■ **Task instructions**:
**A)** Copy the Gorgosaurus passage word for word, between "Gorgosaurus means ‘fierce" and "million years ago.", inclusive.
**B)** Condense the paragraph of the Gorgosaurus passage that opens "The dinosaur's fierce physique" into two or three sentences that keep its main facts.
**C)** According to the Gorgosaurus passage, what does the name Gorgosaurus mean?

■ **Selected excerpt**:
○ ○ ○ ○ ○ ○ ○

Gorgosaurus means ‘fierce lizard’. To get an idea of just how fierce, you can read about how it ate its own kind, or (if you haven’t yet) you can watch Walking with Dinosaurs, where a pack of hungry ‘Gorgos’ terrorises a herd of Pachyrhinosaurs during their annual migration along the Western coast of North America 70 million years ago.
The dinosaur’s fierce physique also made an appearance recently at the Royal Society Summer Science Exhibition, which featured a reconstruction of a Gorgosaurus skeleton (until recently housed in the Children’s Museum of Indianapolis in Indiana). This 7.3-metre relative of Tyrannosaurus rex is thought to be new species of Gorgosaur, slightly more robust than previous specimens found in Canada. But there’s one other thing that makes this skeleton special: the animal it belonged to is believed to have suffered from a brain tumour.

○ ○ ○ ○ ○ ○ ○

■ **Input data**:
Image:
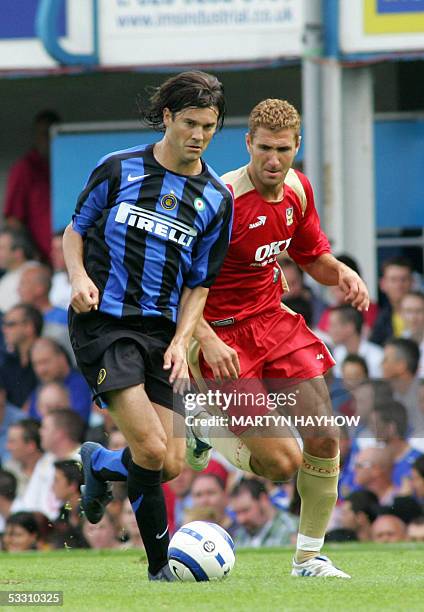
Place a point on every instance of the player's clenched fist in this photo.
(354, 288)
(85, 295)
(221, 358)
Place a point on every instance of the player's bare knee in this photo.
(172, 468)
(150, 453)
(322, 447)
(282, 466)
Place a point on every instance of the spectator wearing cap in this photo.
(51, 364)
(21, 325)
(395, 282)
(9, 415)
(261, 524)
(400, 365)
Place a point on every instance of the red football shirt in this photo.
(250, 281)
(28, 198)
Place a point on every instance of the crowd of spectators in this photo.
(46, 412)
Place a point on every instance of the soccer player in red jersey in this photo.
(247, 333)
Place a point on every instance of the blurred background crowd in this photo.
(46, 409)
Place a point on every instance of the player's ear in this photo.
(299, 141)
(249, 142)
(167, 117)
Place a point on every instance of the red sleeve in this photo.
(309, 241)
(16, 192)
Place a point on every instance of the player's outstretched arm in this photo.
(221, 358)
(191, 307)
(85, 295)
(327, 270)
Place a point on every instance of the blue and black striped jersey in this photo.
(148, 231)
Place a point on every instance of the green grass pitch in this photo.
(384, 577)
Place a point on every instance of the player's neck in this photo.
(269, 193)
(165, 155)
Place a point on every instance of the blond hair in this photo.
(274, 114)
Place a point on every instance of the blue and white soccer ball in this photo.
(201, 551)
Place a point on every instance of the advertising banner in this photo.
(375, 26)
(147, 32)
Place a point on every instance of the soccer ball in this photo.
(201, 551)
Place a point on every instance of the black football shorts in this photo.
(117, 353)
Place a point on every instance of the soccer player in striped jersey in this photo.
(247, 333)
(147, 240)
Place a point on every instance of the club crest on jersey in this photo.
(169, 201)
(102, 375)
(261, 221)
(199, 204)
(289, 215)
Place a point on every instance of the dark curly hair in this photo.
(187, 89)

○ ○ ○ ○ ○ ○ ○

■ **Solutions below**:
**A)**
Gorgosaurus means ‘fierce lizard’. To get an idea of just how fierce, you can read about how it ate its own kind, or (if you haven’t yet) you can watch Walking with Dinosaurs, where a pack of hungry ‘Gorgos’ terrorises a herd of Pachyrhinosaurs during their annual migration along the Western coast of North America 70 million years ago.

**B)** A reconstructed Gorgosaurus skeleton, until recently housed in the Children's Museum of Indianapolis in Indiana, appeared at the Royal Society Summer Science Exhibition. This 7.3-meter relative of Tyrannosaurus rex is thought to be a new Gorgosaur species, slightly more robust than earlier specimens found in Canada. The animal it came from is believed to have suffered from a brain tumor.

**C)** It means "fierce lizard."